> [SHORT TASK 1]: Please gather every line of the records that contains the word "chef", matching its case exactly.

> [DOCUMENT EXTRACT]:
-------------------------
Use experiments/eval_imagenet.ipynb, experiments/eval_imagenet100.ipynb, and experiments/eval_cifar10.ipynb to render the above results into bar plots as shown in the appendix.
Additional results:
- To reproduce the Fourier Analysis results use bash eval.sh fourier_analysis and experiments/fourier_analysis.ipynb to render the plots.
- Figures of attacked samples in the appendix can be generated using bash eval.sh attacked_samples and experiments/plot_attacked_samples.ipynb.
- To reproduce the human study results use bash eval.sh humanstudy and experiments/human_study.ipynb.
- To reproduce the AutoAttack evaluation results use bash experiments/autoattack_dino.sh.
Usage
Command-line interface for model evaluation
The main.py script allows for the evaluation of a model against some specific attack e.g.:
bash
python main.py --log ./log.jsonl --weights weights/imagenet/standard.pt \
--architecture resnet50 --dataset imagenet \
--attack wood --epsilon medium --seed 123 \
--attack_config attacks/attack_params_imagenet_default.conf \
--step_size=0.005 --num_steps=80 --device cuda
In this case, it has been ran with the following arguments:
- --attack: String. Specifies the name of the attack against which the model is being evaluated (See the Attack README for a long-form description of all of the attacks).
-------------------------
> [SHORT TASK 2]: Output the part of the evaluation instructions starting with "- To reproduce the human" and going on through "of the attacks).", copied word for word.
-------------------------
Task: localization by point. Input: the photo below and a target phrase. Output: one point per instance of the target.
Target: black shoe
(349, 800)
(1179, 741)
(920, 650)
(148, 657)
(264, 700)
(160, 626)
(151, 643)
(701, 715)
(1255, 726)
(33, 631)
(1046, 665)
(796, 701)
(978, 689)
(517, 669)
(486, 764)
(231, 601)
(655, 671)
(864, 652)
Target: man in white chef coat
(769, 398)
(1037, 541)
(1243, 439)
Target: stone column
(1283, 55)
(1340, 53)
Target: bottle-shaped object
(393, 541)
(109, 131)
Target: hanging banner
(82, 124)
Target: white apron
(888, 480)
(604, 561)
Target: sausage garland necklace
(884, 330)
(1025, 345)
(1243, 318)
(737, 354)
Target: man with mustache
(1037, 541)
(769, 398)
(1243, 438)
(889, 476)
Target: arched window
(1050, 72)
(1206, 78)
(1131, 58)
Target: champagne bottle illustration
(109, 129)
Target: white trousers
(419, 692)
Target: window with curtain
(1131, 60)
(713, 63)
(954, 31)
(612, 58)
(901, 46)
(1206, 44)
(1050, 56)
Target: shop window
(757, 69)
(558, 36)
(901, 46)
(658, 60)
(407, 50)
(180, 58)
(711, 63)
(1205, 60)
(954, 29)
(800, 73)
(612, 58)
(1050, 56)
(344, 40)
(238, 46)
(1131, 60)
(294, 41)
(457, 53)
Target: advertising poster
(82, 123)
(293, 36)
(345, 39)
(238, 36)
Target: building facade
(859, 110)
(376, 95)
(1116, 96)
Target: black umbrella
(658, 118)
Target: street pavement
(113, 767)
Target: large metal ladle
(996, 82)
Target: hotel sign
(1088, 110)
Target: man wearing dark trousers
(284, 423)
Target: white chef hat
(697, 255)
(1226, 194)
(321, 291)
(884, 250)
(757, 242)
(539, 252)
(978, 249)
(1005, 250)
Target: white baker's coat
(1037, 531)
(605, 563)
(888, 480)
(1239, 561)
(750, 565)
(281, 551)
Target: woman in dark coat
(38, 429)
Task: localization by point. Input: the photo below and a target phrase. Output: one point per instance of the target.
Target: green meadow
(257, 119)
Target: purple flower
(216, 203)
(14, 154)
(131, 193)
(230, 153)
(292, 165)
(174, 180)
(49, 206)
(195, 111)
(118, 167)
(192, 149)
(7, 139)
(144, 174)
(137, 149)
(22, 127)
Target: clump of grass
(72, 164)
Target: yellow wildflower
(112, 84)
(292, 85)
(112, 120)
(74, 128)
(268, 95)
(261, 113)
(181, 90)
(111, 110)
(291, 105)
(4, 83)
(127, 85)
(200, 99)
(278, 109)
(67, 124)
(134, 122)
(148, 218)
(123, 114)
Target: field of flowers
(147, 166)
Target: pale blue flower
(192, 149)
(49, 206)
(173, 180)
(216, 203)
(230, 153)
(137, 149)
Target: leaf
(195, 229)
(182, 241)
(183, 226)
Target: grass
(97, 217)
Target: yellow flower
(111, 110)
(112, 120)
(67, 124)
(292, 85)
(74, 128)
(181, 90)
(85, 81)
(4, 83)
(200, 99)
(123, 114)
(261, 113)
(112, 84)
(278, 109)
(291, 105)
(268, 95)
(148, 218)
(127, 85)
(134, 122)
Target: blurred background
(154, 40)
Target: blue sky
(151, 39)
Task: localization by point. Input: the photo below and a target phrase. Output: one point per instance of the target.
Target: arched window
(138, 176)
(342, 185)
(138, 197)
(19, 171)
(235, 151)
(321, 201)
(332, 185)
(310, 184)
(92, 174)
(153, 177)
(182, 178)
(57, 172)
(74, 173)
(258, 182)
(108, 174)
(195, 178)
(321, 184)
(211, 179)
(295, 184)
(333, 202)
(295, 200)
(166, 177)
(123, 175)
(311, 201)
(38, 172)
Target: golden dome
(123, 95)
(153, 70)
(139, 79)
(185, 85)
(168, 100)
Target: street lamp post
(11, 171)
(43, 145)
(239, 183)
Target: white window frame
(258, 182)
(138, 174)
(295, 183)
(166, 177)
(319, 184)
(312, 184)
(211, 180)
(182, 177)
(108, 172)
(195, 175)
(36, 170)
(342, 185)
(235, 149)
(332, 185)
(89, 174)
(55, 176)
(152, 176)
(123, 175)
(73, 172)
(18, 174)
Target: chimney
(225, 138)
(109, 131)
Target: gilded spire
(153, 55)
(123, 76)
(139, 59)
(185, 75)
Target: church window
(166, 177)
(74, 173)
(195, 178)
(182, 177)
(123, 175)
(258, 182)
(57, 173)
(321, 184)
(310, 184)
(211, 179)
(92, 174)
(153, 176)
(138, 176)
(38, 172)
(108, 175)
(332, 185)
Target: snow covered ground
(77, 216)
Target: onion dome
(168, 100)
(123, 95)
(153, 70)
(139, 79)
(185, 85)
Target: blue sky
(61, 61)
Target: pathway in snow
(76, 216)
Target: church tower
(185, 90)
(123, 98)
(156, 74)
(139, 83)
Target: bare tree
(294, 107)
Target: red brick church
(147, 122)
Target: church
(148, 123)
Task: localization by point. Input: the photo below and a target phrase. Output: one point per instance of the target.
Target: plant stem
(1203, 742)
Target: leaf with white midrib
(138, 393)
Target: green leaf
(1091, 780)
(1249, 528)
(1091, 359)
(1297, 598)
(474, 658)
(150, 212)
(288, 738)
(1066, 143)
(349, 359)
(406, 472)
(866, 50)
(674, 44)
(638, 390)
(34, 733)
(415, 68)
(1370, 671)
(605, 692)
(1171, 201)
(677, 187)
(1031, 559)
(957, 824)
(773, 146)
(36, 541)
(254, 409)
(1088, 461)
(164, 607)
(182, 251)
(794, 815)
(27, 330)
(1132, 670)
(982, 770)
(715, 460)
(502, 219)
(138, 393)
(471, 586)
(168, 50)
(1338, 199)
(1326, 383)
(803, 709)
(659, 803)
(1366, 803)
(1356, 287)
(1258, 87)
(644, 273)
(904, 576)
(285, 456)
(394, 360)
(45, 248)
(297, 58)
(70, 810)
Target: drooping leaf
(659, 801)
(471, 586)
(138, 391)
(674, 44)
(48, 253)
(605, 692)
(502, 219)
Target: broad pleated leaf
-------------------------
> [REPLY 1]:
Target: man in white chef coat
Target: white chef hat

> [REPLY 2]:
- To reproduce the human study results use bash eval.sh humanstudy and experiments/human_study.ipynb.
- To reproduce the AutoAttack evaluation results use bash experiments/autoattack_dino.sh.
Usage
Command-line interface for model evaluation
The main.py script allows for the evaluation of a model against some specific attack e.g.:
bash
python main.py --log ./log.jsonl --weights weights/imagenet/standard.pt \
--architecture resnet50 --dataset imagenet \
--attack wood --epsilon medium --seed 123 \
--attack_config attacks/attack_params_imagenet_default.conf \
--step_size=0.005 --num_steps=80 --device cuda
In this case, it has been ran with the following arguments:
- --attack: String. Specifies the name of the attack against which the model is being evaluated (See the Attack README for a long-form description of all of the attacks).